The data below should be duplicated in full, unchanged.

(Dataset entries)

+++++

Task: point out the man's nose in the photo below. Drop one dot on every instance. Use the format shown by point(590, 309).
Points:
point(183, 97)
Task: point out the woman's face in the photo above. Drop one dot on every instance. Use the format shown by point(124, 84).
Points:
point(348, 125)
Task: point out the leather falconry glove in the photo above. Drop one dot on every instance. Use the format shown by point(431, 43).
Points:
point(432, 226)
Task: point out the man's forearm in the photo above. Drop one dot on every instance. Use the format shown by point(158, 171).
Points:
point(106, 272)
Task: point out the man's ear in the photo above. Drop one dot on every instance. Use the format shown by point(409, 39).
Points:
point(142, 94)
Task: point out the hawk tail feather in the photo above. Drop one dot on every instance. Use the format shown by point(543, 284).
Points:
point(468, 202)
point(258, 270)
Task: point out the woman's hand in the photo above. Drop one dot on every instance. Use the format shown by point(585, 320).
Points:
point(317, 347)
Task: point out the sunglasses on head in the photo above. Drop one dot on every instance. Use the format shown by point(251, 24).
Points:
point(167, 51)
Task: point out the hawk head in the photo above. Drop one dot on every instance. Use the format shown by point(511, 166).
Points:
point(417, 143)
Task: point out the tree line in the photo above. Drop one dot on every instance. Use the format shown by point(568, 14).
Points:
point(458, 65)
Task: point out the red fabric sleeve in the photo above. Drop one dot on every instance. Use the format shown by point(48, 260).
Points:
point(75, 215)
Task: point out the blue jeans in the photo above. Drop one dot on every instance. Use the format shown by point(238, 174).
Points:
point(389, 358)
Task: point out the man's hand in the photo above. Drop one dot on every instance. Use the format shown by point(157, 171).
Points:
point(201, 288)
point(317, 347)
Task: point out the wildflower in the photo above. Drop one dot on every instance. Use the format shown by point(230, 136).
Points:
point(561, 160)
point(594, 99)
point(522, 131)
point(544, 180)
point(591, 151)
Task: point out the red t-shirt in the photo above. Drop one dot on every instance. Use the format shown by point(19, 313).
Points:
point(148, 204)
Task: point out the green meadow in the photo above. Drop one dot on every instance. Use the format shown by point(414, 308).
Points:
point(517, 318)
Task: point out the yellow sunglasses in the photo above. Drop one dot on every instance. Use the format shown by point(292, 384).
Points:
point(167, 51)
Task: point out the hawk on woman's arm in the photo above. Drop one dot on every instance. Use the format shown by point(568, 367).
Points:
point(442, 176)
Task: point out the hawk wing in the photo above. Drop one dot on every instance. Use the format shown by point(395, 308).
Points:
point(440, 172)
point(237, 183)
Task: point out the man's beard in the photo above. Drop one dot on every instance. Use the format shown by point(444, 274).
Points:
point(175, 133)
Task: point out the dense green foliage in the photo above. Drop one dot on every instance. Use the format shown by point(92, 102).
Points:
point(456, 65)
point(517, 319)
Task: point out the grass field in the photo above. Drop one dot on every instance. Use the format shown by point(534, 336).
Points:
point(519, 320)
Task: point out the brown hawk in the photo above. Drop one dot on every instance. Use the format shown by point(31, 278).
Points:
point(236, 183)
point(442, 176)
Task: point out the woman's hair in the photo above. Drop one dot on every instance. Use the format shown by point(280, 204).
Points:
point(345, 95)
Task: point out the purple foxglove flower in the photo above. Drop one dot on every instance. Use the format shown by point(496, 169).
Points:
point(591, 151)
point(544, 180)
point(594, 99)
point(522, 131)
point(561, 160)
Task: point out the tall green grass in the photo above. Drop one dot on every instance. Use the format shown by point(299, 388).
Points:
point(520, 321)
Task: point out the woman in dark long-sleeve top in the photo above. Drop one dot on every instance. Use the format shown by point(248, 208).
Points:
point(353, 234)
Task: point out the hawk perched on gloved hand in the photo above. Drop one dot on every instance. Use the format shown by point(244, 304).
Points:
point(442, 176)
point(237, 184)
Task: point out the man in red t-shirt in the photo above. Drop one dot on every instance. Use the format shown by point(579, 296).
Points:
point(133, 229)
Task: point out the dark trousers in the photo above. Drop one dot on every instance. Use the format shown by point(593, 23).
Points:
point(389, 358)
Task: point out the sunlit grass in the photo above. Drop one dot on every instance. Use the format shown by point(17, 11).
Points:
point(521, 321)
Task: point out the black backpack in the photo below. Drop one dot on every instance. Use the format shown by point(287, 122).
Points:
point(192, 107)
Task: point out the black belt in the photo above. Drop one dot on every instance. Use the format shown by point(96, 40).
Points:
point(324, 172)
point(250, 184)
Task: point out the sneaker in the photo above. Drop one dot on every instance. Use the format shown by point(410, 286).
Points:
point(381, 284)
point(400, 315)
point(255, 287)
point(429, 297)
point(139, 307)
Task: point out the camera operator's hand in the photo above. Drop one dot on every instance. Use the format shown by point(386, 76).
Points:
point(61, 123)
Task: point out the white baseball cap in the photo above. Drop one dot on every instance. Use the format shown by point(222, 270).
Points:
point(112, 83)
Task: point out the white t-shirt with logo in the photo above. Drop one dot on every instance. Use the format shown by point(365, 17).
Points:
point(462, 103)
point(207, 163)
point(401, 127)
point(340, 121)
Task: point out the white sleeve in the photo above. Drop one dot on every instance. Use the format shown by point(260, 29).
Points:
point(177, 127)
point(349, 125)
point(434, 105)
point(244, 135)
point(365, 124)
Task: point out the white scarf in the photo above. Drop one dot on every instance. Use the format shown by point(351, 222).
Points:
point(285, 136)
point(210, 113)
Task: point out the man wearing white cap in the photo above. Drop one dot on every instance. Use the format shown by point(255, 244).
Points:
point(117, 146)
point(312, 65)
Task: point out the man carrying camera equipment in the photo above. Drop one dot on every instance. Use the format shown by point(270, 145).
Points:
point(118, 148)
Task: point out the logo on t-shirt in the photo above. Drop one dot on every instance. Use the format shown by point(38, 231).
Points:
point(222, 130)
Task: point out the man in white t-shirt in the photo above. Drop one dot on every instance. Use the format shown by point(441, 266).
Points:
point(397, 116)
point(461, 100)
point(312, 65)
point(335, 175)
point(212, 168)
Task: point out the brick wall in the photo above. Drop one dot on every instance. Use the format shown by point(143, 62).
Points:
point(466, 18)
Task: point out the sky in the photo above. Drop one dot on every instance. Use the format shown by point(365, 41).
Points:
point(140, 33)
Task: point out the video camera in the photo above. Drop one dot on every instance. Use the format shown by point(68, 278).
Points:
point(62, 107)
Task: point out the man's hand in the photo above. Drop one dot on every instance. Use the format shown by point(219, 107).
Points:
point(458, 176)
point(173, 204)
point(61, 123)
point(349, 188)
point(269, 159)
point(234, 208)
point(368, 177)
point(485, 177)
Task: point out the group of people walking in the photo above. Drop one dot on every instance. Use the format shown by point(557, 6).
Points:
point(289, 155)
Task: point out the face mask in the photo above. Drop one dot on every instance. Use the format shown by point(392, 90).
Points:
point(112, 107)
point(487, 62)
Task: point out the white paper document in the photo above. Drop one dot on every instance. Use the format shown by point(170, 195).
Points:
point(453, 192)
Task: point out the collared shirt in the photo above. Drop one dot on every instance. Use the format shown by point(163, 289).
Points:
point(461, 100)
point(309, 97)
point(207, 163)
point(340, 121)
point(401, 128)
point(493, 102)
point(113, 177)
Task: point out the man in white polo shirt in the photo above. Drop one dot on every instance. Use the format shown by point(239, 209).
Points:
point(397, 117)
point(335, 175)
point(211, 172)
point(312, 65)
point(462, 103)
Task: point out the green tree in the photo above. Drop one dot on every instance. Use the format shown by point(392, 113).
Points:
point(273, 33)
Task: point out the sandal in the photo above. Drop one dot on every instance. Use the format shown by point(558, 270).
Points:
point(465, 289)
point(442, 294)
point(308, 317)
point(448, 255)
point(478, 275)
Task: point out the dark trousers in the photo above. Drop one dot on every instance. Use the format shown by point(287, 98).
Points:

+++++

Output of the task »
Task: point out the man's nose in the photo below. Drop one dot on every instance. Use the format shown by point(590, 309).
Points:
point(183, 97)
Task: point out the woman's face in the photo above. Drop one dot on every instance. Use the format shown by point(124, 84).
Points:
point(348, 125)
Task: point out the leather falconry glove in the photo above. Drop one dot on every instance. Use the format shown by point(431, 43).
Points:
point(432, 226)
Task: point out the man's forearm in the photo above. Drop one dot on every instance. Use the format shown by point(158, 171).
Points:
point(106, 272)
Task: point out the man's ear in the photo above. Drop one dot on every instance. Use the format shown by point(409, 39).
Points:
point(142, 94)
Task: point out the hawk tail feather in the photo above. Drop one dot on every instance. Use the format shown by point(543, 284).
Points:
point(468, 202)
point(258, 270)
Task: point out the woman's hand in the photo above. Drop one dot on every instance. Use the format shown by point(585, 320).
Points:
point(317, 347)
Task: point out the sunglasses on head in the photo above. Drop one dot on every instance. Use the format shown by point(251, 24).
Points:
point(167, 51)
Task: point out the hawk head in the photo above. Drop one dot on every instance. Use the format shown by point(511, 166).
Points:
point(417, 143)
Task: point out the tree line in the photo above. Drop one dot on every instance. Use the format shown by point(568, 14).
Points:
point(458, 65)
Task: point out the red fabric sleeve in the photo above. Drop one dot on every instance. Use the format shown by point(48, 260).
Points:
point(75, 215)
Task: point out the blue jeans in the photo above. Drop one dot on every instance. Use the format shown by point(238, 174).
Points:
point(389, 358)
Task: point out the man's hand in the photo above. Drop one dot on every instance. Use the format shown by point(157, 171).
Points:
point(201, 288)
point(317, 347)
Task: point out the wildflower in the photo above. Drop one dot on every instance. Use the format shown by point(230, 136).
Points:
point(561, 160)
point(594, 99)
point(522, 131)
point(544, 180)
point(591, 151)
Task: point out the red t-shirt in the photo above. Drop one dot on every instance. Use the format shown by point(19, 313).
Points:
point(148, 204)
Task: point out the green meadow in the photo above. Drop one dot on every instance. Use the format shown by point(414, 308).
Points:
point(517, 318)
Task: point out the yellow sunglasses in the photo above. Drop one dot on every instance. Use the format shown by point(292, 384).
Points:
point(167, 51)
Task: point out the hawk on woman's arm in the photo above. Drop one dot on every instance. Use the format shown by point(568, 367).
Points:
point(442, 176)
Task: point out the hawk wing in the photo above. Drop one dot on every instance. Use the format shown by point(395, 308).
Points:
point(440, 172)
point(237, 183)
Task: point out the man's beard in the photo above. Drop one dot on every instance. Use the format shown by point(444, 274).
Points:
point(175, 133)
Task: point out the dense green foliage in the photo above. Drop one dot on every instance. Use the format shown by point(92, 102).
Points:
point(456, 65)
point(517, 319)
Task: point out the grass field in the photo above. Drop one dot on every instance. Use the format shown by point(534, 336).
Points:
point(519, 320)
Task: point out the brown hawk in the photo above. Drop one dot on every instance. Use the format shown by point(31, 278).
Points:
point(236, 183)
point(442, 176)
Task: point out the woman's hair in the photo above. Drop one dot on every instance. Use the format shown by point(280, 204).
Points:
point(345, 95)
Task: point out the purple foxglove flower in the photo above. Drop one dot on every instance. Use the format shown by point(496, 169).
Points:
point(591, 151)
point(544, 180)
point(594, 99)
point(522, 131)
point(561, 160)
Task: point out the tall green grass in the photo above. Drop one dot on every instance. Use the format shown by point(299, 388).
Points:
point(520, 321)
Task: point out the woman in dark long-sleeve top in the photo above. Drop one dot on every instance. Use the format shown by point(248, 208).
Points:
point(353, 234)
Task: point out the hawk perched on gloved hand in the photo above. Drop one dot on every instance. Use the format shown by point(244, 304).
Points:
point(442, 176)
point(237, 184)
Task: point out the man in red t-shirt in the photo above. Drop one dot on every instance. Use the format shown by point(579, 296).
Points:
point(133, 229)
Task: point out the dark trousers in the photo above. Drop one dot on every instance. Use the format shown by point(593, 23).
Points:
point(389, 358)
Task: point out the sunlit grass in the photo above. Drop one dot on every instance. Use the format shown by point(17, 11).
Points:
point(521, 321)
Task: point out the black backpack in the photo below. Drop one dot on every instance. Use the format shown by point(287, 122).
Points:
point(192, 107)
Task: point out the black belt in the photo above. Drop one dot on every instance. Use the format shown by point(96, 40).
Points:
point(324, 172)
point(250, 184)
Task: point out the sneaker in the photo above. Drop one dot on every instance. Use the format shown by point(410, 286).
Points:
point(381, 284)
point(400, 315)
point(255, 287)
point(429, 297)
point(139, 307)
Task: point out the camera operator's hand in the photo above. Drop one dot on every instance. Use the format shown by point(386, 76).
Points:
point(61, 123)
Task: point out the white baseball cap in the photo above. Drop one dot on every instance. Use the format shown by point(222, 270).
Points:
point(112, 83)
Task: point out the white t-shirt with logo in the photo above. Drop one dot on every instance. Use the format shown by point(365, 17).
Points:
point(462, 103)
point(207, 163)
point(401, 127)
point(340, 121)
Task: point out the white sleeve in the photo above. Drop one dot on every instance. Use the format shown by point(260, 29).
Points:
point(177, 127)
point(349, 125)
point(434, 105)
point(244, 135)
point(365, 124)
Task: point out the white scarf in the photo above. Drop one dot on every instance. Use the format shown by point(351, 222).
Points:
point(285, 136)
point(210, 113)
Task: point out the man wearing white cap in the photo above. Drop one dot on every instance. Use the format shown by point(255, 244).
Points:
point(117, 146)
point(312, 65)
Task: point out the man carrying camera equipment in the photo above. Drop one dot on every instance. Use the format shown by point(270, 145).
Points:
point(118, 148)
Task: point out the logo on t-shirt in the photo above. Drop one dot on every instance. Use the format shown by point(38, 231).
Points:
point(222, 130)
Task: point out the man in white t-shirt in the photo above. Drop one dot on every instance. Use the format shown by point(441, 266).
Points:
point(397, 116)
point(461, 100)
point(312, 65)
point(335, 175)
point(212, 168)
Task: point out the brick wall in the photo above. Drop one dot on every instance. Use the format shown by point(143, 62).
Points:
point(466, 18)
Task: point out the sky in the photo above. Drop one dot on every instance. Use the format shown by point(365, 41).
Points:
point(140, 33)
Task: point out the video camera in the photo above. Drop one dot on every instance. Use the format shown by point(68, 278).
Points:
point(62, 107)
Task: point out the man's hand in the photo above. Drop one dot on every instance. Use the format shown by point(219, 107).
Points:
point(458, 176)
point(173, 204)
point(61, 123)
point(349, 188)
point(269, 159)
point(234, 208)
point(368, 177)
point(485, 177)
Task: point out the group of people walking in the photo above. Drop one dot on every instance. Use the format shown by point(557, 6).
Points:
point(289, 155)
Task: point out the face mask in the photo above. Drop one dot on every instance. Use the format shown by point(392, 90).
Points:
point(112, 107)
point(487, 62)
Task: point out the white paper document in the photo above. Drop one dot on every instance. Use the format shown by point(170, 195).
Points:
point(453, 192)
Task: point out the collared shirt in the photo above. Drop one dot on every instance. Use the format shown by point(163, 289).
Points:
point(461, 100)
point(309, 97)
point(207, 163)
point(340, 121)
point(401, 128)
point(493, 102)
point(113, 177)
Task: point out the man in white polo shirt in the photo above. Drop one dot on every instance. Use the format shown by point(239, 209).
Points:
point(397, 117)
point(335, 175)
point(211, 172)
point(312, 65)
point(462, 103)
Task: point out the green tree in the photo above. Drop one dot on every instance. Use the format shown by point(392, 113).
Points:
point(273, 33)
Task: point out the sandal in the photo above. Drop one dot on every instance. Use the format shown by point(558, 270).
Points:
point(465, 289)
point(442, 294)
point(308, 317)
point(448, 255)
point(478, 275)
Task: point out the dark trousers in the photo above. Drop one dot on every instance. Use the format shown by point(287, 98).
Points:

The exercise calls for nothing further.